REQUIRED WORK. Exact copies of the lines from the one with "Help a blind user: the screenshot is above. Find the tie" through the last line of the entries, and no pictures, make up the answer.
.....
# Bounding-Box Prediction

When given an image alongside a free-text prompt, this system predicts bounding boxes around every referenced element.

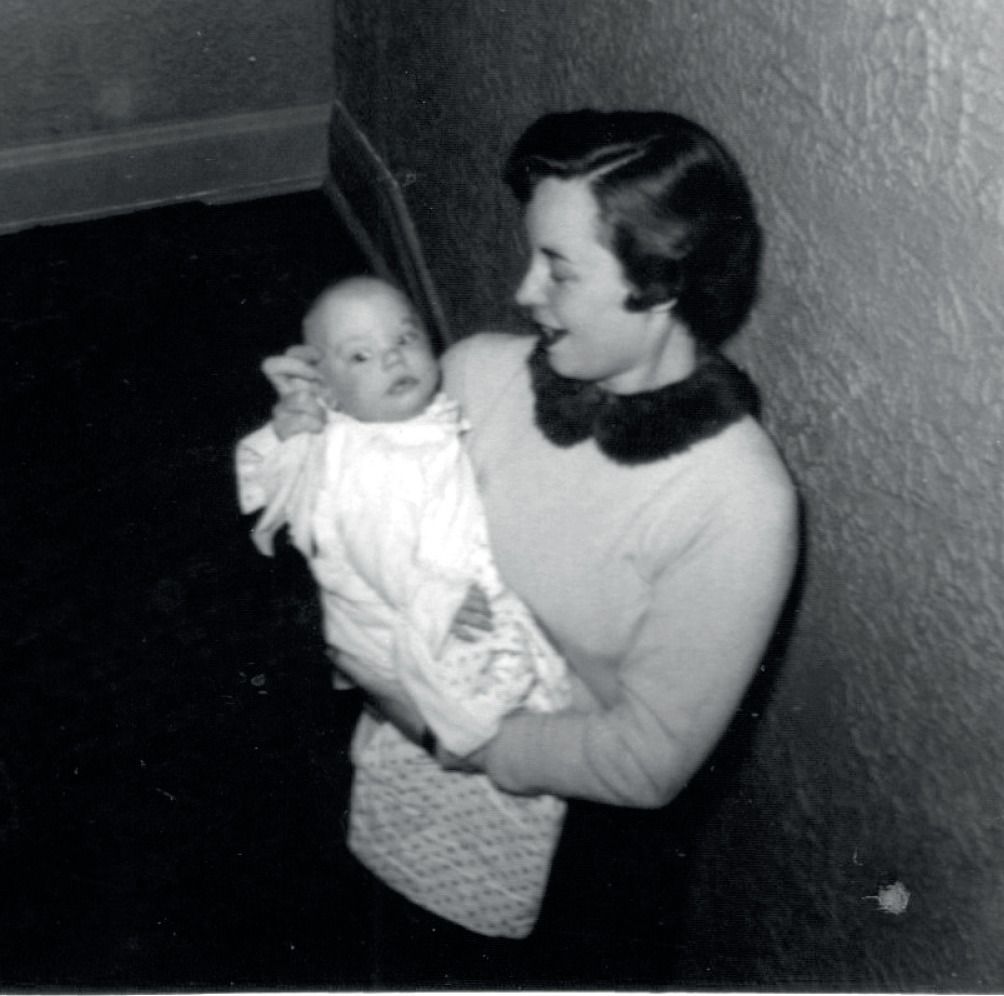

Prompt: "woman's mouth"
[539,326,568,346]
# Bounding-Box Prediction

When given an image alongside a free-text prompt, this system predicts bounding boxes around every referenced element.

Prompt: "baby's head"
[303,276,440,422]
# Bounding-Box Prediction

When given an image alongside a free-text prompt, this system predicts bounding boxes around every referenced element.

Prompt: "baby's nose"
[383,346,405,368]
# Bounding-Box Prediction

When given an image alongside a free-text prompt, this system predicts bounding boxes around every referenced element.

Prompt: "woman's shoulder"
[685,416,799,546]
[441,331,535,405]
[683,415,795,506]
[442,330,533,373]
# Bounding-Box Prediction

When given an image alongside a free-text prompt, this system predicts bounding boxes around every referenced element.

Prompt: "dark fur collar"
[527,339,759,465]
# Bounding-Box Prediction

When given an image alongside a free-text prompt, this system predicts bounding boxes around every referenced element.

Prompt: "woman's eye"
[350,351,371,363]
[399,330,417,345]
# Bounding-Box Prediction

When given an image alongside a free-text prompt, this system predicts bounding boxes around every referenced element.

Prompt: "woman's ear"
[648,296,678,315]
[623,277,681,313]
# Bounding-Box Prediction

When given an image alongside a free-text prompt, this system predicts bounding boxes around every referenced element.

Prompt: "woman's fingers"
[451,584,494,641]
[469,584,492,620]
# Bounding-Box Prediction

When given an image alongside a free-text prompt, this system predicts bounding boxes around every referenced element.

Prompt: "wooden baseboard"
[0,103,331,235]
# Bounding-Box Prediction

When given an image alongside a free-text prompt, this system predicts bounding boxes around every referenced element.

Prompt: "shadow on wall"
[330,0,1004,988]
[324,100,452,351]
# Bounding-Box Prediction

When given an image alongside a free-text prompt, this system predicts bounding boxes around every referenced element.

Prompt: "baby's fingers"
[262,345,323,397]
[272,389,324,440]
[286,343,323,362]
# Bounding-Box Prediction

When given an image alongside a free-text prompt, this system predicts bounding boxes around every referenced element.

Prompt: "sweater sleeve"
[480,474,799,808]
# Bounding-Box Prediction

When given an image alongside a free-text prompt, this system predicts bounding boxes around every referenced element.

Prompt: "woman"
[265,109,798,982]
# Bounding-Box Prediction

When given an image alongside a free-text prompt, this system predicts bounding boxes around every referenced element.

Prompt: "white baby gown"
[236,395,570,937]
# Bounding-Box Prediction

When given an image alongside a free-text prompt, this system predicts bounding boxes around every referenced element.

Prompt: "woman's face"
[514,176,673,393]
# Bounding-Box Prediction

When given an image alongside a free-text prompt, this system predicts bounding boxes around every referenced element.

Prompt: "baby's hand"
[263,343,323,396]
[450,584,494,642]
[262,344,325,440]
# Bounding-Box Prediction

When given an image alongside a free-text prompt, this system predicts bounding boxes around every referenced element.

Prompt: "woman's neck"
[601,319,698,395]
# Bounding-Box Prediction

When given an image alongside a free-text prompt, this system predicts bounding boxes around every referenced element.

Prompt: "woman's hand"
[437,742,488,774]
[261,344,326,441]
[336,648,489,774]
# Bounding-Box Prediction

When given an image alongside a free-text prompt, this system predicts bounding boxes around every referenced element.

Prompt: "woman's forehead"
[526,177,600,236]
[524,176,610,260]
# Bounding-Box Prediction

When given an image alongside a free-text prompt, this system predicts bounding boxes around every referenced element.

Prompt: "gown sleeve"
[234,422,324,557]
[234,423,281,515]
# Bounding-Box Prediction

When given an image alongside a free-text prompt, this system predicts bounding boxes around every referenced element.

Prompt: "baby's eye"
[350,350,372,363]
[398,329,420,345]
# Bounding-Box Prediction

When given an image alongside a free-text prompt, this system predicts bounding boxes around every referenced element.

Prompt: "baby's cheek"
[317,368,343,406]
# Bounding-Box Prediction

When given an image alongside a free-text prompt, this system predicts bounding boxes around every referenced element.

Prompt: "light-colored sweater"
[441,332,799,808]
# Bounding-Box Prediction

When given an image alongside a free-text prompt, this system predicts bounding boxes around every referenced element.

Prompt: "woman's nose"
[514,264,541,309]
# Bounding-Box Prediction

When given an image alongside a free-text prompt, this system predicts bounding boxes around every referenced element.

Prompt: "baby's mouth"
[387,375,419,395]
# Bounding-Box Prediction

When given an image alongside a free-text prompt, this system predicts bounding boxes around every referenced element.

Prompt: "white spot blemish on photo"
[865,880,911,915]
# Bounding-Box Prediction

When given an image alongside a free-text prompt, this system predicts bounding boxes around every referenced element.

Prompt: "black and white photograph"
[2,1,1003,991]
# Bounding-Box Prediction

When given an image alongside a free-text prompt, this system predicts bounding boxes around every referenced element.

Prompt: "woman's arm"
[478,481,799,808]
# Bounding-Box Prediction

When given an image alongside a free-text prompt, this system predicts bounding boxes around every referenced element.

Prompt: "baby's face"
[305,280,440,422]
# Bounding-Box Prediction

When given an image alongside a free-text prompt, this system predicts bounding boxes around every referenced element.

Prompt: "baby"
[235,277,570,938]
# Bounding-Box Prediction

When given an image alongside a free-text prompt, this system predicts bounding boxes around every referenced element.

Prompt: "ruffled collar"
[527,339,759,465]
[323,391,466,441]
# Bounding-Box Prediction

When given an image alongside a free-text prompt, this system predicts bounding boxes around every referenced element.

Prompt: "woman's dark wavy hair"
[504,109,762,348]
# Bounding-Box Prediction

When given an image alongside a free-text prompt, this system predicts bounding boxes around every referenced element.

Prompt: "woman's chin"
[543,344,586,380]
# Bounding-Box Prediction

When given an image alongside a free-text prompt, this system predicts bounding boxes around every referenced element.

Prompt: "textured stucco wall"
[0,0,333,144]
[334,0,1004,988]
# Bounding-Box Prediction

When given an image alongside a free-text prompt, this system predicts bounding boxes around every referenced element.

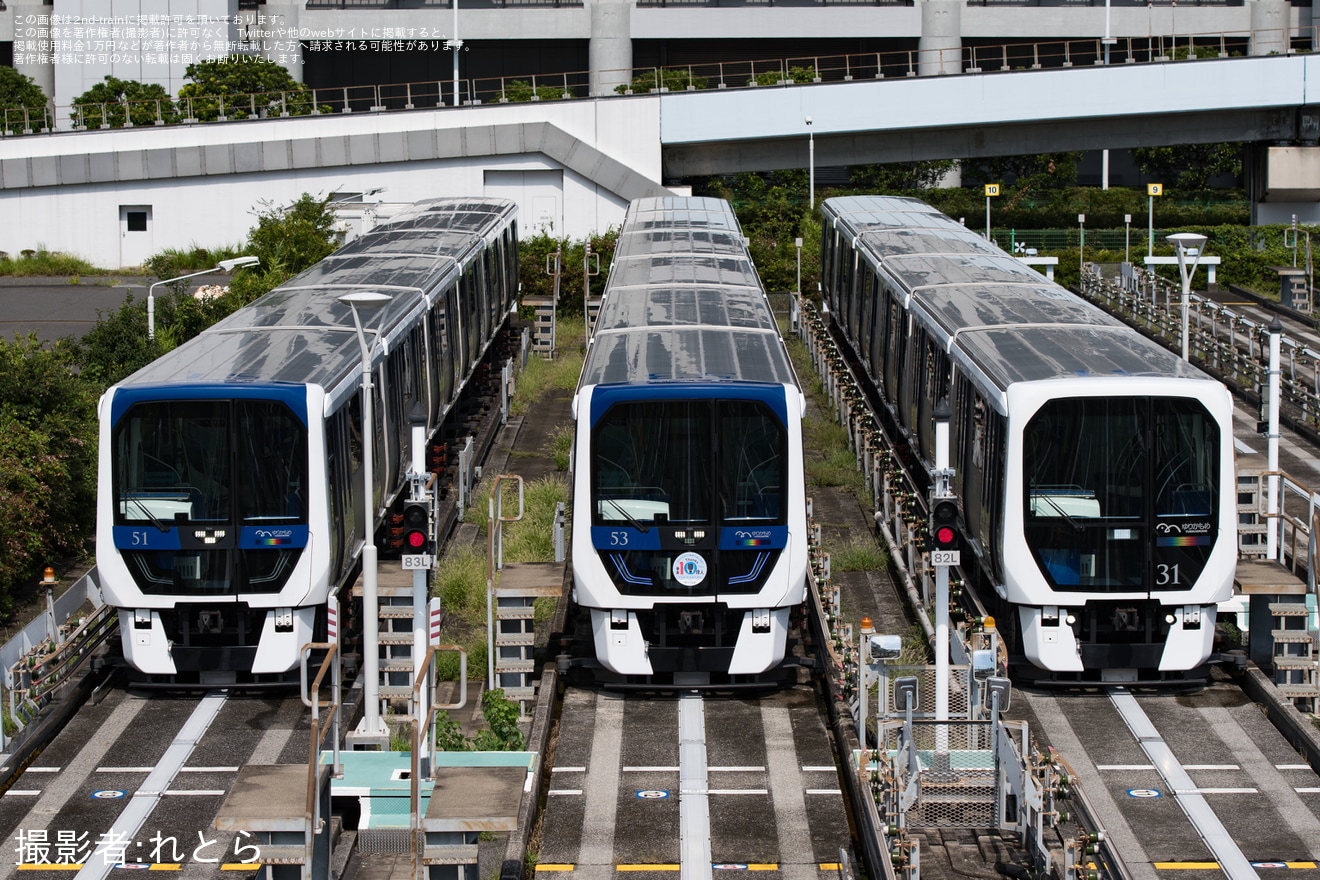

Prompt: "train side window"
[883,298,903,404]
[857,263,875,369]
[869,275,886,378]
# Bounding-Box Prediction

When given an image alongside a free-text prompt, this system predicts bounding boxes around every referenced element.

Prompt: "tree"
[0,66,49,135]
[0,336,98,614]
[963,151,1082,189]
[1132,144,1243,191]
[178,56,317,121]
[69,76,179,129]
[850,160,958,192]
[225,194,340,307]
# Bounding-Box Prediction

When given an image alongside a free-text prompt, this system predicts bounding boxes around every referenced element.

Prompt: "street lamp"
[340,289,393,745]
[147,255,260,340]
[445,0,464,106]
[1167,231,1208,362]
[805,116,814,211]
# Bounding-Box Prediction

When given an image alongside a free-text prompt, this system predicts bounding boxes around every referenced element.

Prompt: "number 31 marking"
[1156,563,1181,585]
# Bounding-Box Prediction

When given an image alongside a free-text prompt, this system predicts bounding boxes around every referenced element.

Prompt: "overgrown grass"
[828,534,889,573]
[501,476,571,564]
[144,244,248,279]
[511,315,585,418]
[0,250,98,276]
[548,424,573,472]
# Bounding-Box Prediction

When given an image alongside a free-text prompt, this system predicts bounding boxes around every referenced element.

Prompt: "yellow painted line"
[535,867,577,873]
[746,866,779,871]
[145,866,182,872]
[819,865,843,871]
[1155,864,1224,870]
[17,866,83,871]
[219,866,263,873]
[617,866,681,872]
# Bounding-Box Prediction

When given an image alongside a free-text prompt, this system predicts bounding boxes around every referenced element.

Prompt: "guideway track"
[534,684,852,880]
[1016,672,1320,879]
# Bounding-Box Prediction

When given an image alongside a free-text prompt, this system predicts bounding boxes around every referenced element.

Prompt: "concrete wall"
[0,98,663,267]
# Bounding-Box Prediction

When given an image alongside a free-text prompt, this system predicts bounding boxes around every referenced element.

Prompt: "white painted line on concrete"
[805,789,842,795]
[678,693,712,880]
[709,766,764,773]
[4,791,40,796]
[624,766,679,772]
[73,690,228,880]
[547,789,583,796]
[96,767,153,773]
[160,790,226,796]
[551,766,586,773]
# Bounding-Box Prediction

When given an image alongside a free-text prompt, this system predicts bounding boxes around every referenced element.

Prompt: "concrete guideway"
[1,52,1317,268]
[536,687,851,878]
[1016,678,1320,879]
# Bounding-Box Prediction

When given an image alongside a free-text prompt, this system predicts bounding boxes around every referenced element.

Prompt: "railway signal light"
[401,499,432,555]
[930,498,959,552]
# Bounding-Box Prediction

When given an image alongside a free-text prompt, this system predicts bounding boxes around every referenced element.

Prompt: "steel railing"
[3,25,1313,138]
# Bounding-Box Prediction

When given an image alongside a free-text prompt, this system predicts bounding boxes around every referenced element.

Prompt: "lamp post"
[1167,231,1208,362]
[148,256,260,340]
[340,290,393,745]
[1267,316,1283,561]
[1078,214,1086,276]
[805,116,814,211]
[445,0,464,106]
[1125,214,1132,264]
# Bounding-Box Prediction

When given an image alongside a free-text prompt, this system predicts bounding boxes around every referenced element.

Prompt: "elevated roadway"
[0,52,1317,267]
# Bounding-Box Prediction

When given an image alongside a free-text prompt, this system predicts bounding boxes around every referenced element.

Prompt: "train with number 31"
[820,195,1236,683]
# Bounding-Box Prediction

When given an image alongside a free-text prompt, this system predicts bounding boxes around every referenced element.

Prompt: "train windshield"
[1023,397,1218,592]
[112,399,308,595]
[592,396,787,596]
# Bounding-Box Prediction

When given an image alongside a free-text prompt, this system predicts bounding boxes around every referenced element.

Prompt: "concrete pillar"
[10,2,55,105]
[918,0,961,77]
[251,1,305,84]
[1250,0,1290,57]
[589,0,632,97]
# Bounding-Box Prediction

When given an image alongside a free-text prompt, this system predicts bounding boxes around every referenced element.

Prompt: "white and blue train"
[820,195,1237,682]
[571,197,809,685]
[97,198,519,682]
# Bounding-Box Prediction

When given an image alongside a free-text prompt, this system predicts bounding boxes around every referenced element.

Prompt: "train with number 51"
[97,198,519,684]
[820,195,1236,683]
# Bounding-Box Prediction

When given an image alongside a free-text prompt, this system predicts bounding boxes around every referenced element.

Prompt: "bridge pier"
[589,0,633,97]
[1249,143,1320,225]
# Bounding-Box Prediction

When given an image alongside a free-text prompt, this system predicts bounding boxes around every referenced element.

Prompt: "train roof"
[822,195,1207,395]
[580,198,797,388]
[113,198,516,408]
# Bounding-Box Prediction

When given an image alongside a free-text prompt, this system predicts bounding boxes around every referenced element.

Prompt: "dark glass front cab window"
[1023,397,1218,593]
[113,399,308,595]
[593,398,786,595]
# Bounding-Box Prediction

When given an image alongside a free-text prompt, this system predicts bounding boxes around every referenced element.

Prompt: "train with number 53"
[820,195,1236,683]
[97,198,518,683]
[570,197,809,686]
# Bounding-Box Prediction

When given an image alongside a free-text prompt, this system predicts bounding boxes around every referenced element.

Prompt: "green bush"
[615,69,708,94]
[499,80,572,103]
[70,76,180,129]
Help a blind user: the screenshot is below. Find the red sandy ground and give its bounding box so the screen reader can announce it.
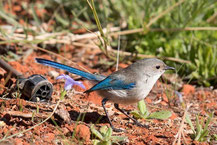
[0,1,216,144]
[0,47,216,145]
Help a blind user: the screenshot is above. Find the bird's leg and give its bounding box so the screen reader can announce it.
[114,103,148,128]
[102,98,124,132]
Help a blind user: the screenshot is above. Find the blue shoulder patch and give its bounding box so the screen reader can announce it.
[85,76,135,93]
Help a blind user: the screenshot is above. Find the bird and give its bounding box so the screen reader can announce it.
[35,58,175,132]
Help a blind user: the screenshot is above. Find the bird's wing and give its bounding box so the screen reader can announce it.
[35,58,106,81]
[85,76,136,93]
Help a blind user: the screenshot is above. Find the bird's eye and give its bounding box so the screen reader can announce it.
[156,66,160,69]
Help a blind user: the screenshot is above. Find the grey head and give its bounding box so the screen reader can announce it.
[112,58,175,81]
[131,58,174,76]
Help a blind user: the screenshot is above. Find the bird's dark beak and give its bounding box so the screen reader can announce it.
[164,66,175,70]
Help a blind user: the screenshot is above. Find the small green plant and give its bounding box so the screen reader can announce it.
[19,99,23,112]
[185,112,213,142]
[60,89,67,100]
[211,134,217,141]
[91,125,128,145]
[131,99,172,120]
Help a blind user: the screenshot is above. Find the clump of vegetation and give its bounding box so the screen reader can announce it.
[90,125,128,145]
[131,100,172,120]
[186,112,214,142]
[106,0,217,87]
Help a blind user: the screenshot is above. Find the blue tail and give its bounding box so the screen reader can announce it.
[35,58,105,81]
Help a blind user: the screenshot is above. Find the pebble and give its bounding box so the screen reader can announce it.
[75,124,90,141]
[48,71,59,78]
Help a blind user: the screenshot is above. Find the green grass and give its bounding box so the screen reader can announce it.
[186,112,214,142]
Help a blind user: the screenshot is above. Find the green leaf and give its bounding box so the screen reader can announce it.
[92,139,101,145]
[204,112,213,131]
[111,136,128,143]
[55,13,69,26]
[143,109,150,118]
[185,113,195,133]
[91,125,104,141]
[131,110,144,119]
[60,90,67,100]
[199,130,208,142]
[147,111,172,120]
[212,134,217,141]
[100,125,108,135]
[138,99,147,115]
[31,3,41,28]
[195,125,202,141]
[105,140,112,145]
[195,116,202,141]
[104,127,112,141]
[0,10,20,27]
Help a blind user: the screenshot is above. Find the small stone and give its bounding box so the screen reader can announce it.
[55,107,72,124]
[65,124,74,132]
[75,124,90,141]
[145,98,152,103]
[14,138,23,145]
[160,101,167,106]
[182,84,195,96]
[170,113,177,120]
[48,71,59,79]
[0,121,6,127]
[43,132,55,141]
[0,140,14,145]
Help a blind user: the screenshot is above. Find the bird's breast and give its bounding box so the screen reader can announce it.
[133,74,161,100]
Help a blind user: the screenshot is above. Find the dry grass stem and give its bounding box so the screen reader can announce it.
[109,27,217,37]
[173,104,192,145]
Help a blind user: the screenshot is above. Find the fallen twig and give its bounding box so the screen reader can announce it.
[4,107,71,124]
[4,111,49,119]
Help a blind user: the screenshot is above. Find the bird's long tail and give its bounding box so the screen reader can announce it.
[35,58,105,81]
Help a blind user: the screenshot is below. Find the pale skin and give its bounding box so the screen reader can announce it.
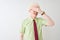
[20,4,55,40]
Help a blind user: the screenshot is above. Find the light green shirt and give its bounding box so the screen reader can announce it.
[20,17,47,40]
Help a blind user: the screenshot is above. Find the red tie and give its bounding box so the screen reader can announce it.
[33,20,39,40]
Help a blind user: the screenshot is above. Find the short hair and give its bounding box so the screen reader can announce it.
[28,3,40,10]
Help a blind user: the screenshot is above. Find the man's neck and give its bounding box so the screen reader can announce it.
[30,16,36,20]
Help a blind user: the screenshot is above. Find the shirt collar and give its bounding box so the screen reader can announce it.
[28,16,37,21]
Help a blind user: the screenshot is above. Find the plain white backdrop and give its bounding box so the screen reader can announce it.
[0,0,60,40]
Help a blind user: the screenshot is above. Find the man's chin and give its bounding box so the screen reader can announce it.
[34,16,37,18]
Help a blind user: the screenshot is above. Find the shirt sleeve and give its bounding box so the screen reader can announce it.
[41,18,47,25]
[20,21,25,34]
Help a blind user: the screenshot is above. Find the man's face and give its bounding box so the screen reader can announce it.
[29,6,39,18]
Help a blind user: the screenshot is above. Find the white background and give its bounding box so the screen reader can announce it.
[0,0,60,40]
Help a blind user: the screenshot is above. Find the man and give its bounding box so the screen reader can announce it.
[20,3,54,40]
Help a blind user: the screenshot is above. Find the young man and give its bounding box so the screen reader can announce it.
[20,4,54,40]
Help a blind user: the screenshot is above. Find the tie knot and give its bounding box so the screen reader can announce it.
[33,19,35,21]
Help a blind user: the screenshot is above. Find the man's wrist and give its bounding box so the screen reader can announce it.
[41,11,45,15]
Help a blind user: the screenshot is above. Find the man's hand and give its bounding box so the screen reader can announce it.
[32,7,43,14]
[38,8,43,14]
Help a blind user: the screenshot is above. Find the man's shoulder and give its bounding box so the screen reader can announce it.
[22,17,29,23]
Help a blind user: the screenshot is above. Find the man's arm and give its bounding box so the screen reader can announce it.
[20,20,25,40]
[20,33,24,40]
[41,12,55,26]
[38,7,55,26]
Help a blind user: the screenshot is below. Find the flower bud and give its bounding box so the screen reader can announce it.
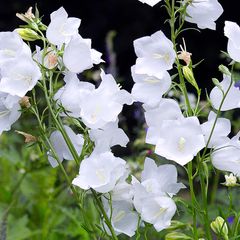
[165,232,192,240]
[210,216,228,239]
[15,28,40,41]
[212,78,220,86]
[182,66,199,93]
[218,65,231,76]
[19,96,31,108]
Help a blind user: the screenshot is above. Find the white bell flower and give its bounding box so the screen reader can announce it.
[48,125,84,168]
[138,0,162,7]
[201,111,231,148]
[132,158,183,232]
[133,30,176,76]
[141,158,185,197]
[0,31,31,66]
[54,72,95,117]
[144,98,184,145]
[212,133,240,177]
[131,65,171,107]
[224,21,240,62]
[185,0,223,30]
[0,92,21,135]
[46,7,81,46]
[210,74,240,111]
[72,151,127,193]
[89,121,129,153]
[103,200,138,237]
[79,70,132,129]
[155,117,205,166]
[63,34,104,73]
[133,180,176,232]
[0,56,41,97]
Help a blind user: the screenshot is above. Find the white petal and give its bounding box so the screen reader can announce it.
[0,56,41,97]
[63,35,93,73]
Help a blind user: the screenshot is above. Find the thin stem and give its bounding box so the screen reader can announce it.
[169,0,192,116]
[41,75,80,167]
[233,214,240,237]
[32,107,98,239]
[198,69,235,239]
[187,162,198,239]
[33,107,80,202]
[198,155,212,240]
[91,189,118,240]
[210,170,219,204]
[201,66,234,159]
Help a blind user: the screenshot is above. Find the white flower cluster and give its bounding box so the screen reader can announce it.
.....
REPLY.
Help a blind user: the screenshot is above. Find the tie knot and give its bounding box so the screen reader can announce it.
[33,19,35,21]
Help a blind user: the screenshot is above. Find the man's wrist and give its bounding box so the screen reader can announce it.
[41,11,45,15]
Help a blind user: the screenshot is above. Find the man's hand and give its bounding box so the screen reader can announce it.
[32,7,43,14]
[38,8,43,14]
Help a blind user: the screenshot is above. Find the man's shoulder and give its bounding box so the screen reader can announce it.
[22,17,29,23]
Help a blind user: the screenshot is above. Find the man's arm and give its bounding box so the screen reader can announce it.
[20,20,25,40]
[20,33,24,40]
[41,12,55,26]
[38,7,55,26]
Help a blind user: the screenshot is below. Find the flower bud and give its bounding box so the screen reader can announce it.
[165,232,192,240]
[210,216,228,239]
[15,28,40,41]
[212,78,220,86]
[182,66,199,93]
[218,65,231,76]
[19,96,31,108]
Help a blind user: the screenshot is above. Find the white bell flower and give its bounding box so the screen reader can announce it.
[48,125,84,168]
[138,0,162,7]
[201,111,231,148]
[132,158,183,232]
[133,30,176,76]
[141,158,185,197]
[0,31,31,66]
[54,72,95,117]
[144,98,184,145]
[212,133,240,177]
[131,65,171,107]
[224,21,240,62]
[185,0,223,30]
[0,92,21,135]
[46,7,81,46]
[210,74,240,111]
[72,151,127,193]
[89,121,129,153]
[103,200,138,237]
[79,70,132,129]
[155,117,205,166]
[63,34,104,73]
[133,180,176,232]
[0,56,41,97]
Help a blind user: the screenshot is above. Find the white petal and give its bounding box so the screen reader can announce it.
[0,56,41,97]
[63,35,93,73]
Help a blind user: the screenshot is above. Find the thin stem and give its bounding box so the screen reader can announce it.
[169,0,192,116]
[41,75,80,167]
[233,214,240,237]
[32,107,98,239]
[198,69,235,239]
[187,162,198,239]
[33,107,80,202]
[198,155,212,240]
[91,189,118,240]
[210,170,219,204]
[201,66,234,159]
Help a blind user: the screenshot is above. Find the white flower cluster and give its bounding box so the screen reader can announce it.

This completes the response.